== GEGEBENE DATEN ==

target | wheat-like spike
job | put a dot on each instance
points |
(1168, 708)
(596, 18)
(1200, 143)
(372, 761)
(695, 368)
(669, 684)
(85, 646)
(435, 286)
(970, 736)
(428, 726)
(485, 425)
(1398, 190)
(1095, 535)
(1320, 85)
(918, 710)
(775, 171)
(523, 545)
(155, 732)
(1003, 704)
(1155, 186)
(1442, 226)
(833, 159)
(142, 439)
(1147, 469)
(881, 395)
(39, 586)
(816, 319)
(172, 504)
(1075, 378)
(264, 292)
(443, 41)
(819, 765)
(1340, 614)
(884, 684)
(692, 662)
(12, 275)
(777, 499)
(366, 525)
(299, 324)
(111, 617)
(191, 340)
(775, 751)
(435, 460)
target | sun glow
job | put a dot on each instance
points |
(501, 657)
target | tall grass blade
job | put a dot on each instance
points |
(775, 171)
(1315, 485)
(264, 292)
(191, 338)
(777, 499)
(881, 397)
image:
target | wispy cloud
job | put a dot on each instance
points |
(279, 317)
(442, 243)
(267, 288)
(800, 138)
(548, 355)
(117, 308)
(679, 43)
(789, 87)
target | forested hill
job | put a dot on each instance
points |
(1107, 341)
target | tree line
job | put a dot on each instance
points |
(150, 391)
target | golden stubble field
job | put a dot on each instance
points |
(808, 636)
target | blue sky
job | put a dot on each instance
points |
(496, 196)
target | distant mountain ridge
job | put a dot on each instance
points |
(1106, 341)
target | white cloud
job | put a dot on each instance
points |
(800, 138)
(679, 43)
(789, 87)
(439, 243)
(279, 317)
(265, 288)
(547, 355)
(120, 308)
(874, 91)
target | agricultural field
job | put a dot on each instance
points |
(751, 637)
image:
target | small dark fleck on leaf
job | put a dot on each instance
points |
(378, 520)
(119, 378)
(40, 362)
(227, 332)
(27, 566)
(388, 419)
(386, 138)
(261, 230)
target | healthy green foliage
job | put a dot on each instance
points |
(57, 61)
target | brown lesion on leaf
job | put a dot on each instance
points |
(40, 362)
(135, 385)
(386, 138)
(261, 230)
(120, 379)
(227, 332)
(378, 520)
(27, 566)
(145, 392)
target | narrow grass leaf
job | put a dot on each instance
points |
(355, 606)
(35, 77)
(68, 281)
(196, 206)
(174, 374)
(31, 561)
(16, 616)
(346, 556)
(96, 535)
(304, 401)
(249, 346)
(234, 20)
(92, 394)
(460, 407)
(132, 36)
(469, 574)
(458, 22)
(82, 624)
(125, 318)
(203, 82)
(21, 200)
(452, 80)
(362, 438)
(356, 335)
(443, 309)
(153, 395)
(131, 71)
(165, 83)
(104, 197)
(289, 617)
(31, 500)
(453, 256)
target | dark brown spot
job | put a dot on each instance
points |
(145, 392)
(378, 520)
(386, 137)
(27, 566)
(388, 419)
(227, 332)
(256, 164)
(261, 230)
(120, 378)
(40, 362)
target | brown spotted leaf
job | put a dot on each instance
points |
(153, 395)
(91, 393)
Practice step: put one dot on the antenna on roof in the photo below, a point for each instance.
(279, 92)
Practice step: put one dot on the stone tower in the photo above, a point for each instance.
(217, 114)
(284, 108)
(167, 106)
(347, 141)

===

> [ARBEITSANWEISUNG]
Schreiben Sie sämtliche Zeilen oben vollständig und Zeichen für Zeichen unverändert ab.

> [LÖSUNG]
target | wheat-like spike
job | put a dot on each instance
points |
(1168, 708)
(596, 18)
(1200, 143)
(372, 761)
(695, 368)
(669, 684)
(85, 646)
(435, 286)
(970, 736)
(428, 726)
(485, 425)
(1398, 190)
(1095, 535)
(1320, 85)
(918, 710)
(775, 171)
(523, 545)
(155, 732)
(1003, 704)
(1155, 186)
(1442, 226)
(833, 159)
(142, 439)
(1147, 469)
(881, 395)
(39, 586)
(816, 319)
(172, 504)
(1075, 378)
(264, 292)
(443, 41)
(819, 765)
(1340, 614)
(884, 684)
(692, 662)
(12, 275)
(777, 499)
(366, 525)
(299, 324)
(111, 617)
(191, 340)
(775, 751)
(435, 460)
target | sun glow
job | put a dot on each instance
points |
(501, 657)
target | tall grass blade
job | put a dot on each instance
points |
(775, 171)
(1315, 485)
(264, 292)
(191, 338)
(777, 499)
(881, 397)
image:
target | wispy cloud
job | put a dot on each instance
points |
(279, 317)
(442, 243)
(267, 288)
(800, 138)
(548, 355)
(117, 308)
(679, 43)
(789, 87)
target | forested hill
job | put a dot on each instance
points |
(1107, 341)
target | tree line
job | put a dot on each instance
points |
(150, 391)
target | golden stubble field
job | put a dot on each instance
points |
(808, 636)
target | blue sky
job | put a dot on each instance
points |
(496, 196)
target | distant mountain ridge
job | put a dot on each instance
points |
(1106, 341)
target | white cloud
job | put a dot on each instance
points |
(800, 138)
(679, 43)
(789, 87)
(439, 243)
(279, 317)
(265, 288)
(547, 355)
(120, 308)
(874, 91)
target | agricultural field
job | put a dot on each instance
points |
(751, 637)
image:
target | small dark fleck on leaf
job | put a dot on each instance
points |
(378, 520)
(119, 378)
(40, 362)
(227, 332)
(27, 566)
(388, 419)
(386, 138)
(261, 230)
target | healthy green foliage
job | put a dot on each instance
points |
(57, 61)
target | brown lesion on leaf
job | put a dot on each instance
points |
(40, 362)
(135, 385)
(386, 138)
(261, 230)
(120, 379)
(227, 332)
(378, 520)
(27, 566)
(145, 392)
target | narrow grass leaf
job | put a dot on each instance
points |
(355, 606)
(35, 77)
(68, 281)
(196, 206)
(174, 374)
(31, 561)
(16, 616)
(346, 556)
(96, 535)
(304, 401)
(249, 346)
(234, 20)
(92, 394)
(460, 407)
(132, 36)
(469, 574)
(458, 22)
(82, 624)
(125, 318)
(203, 82)
(21, 200)
(452, 80)
(362, 438)
(356, 335)
(443, 309)
(153, 395)
(131, 71)
(165, 83)
(104, 197)
(289, 617)
(31, 500)
(453, 256)
target | dark brown spot
job | put a dot on each instance
points |
(145, 392)
(378, 520)
(386, 137)
(27, 566)
(388, 419)
(227, 332)
(256, 164)
(261, 230)
(120, 378)
(40, 362)
target | brown spotted leaf
job | put a dot on each instance
points |
(153, 395)
(91, 393)
Practice step: put one dot on the antenna on roof in the photo below, a point for each instance.
(279, 92)
Practice step: put one dot on the stone tower in the photo above, a point for each instance.
(217, 114)
(284, 108)
(167, 106)
(347, 141)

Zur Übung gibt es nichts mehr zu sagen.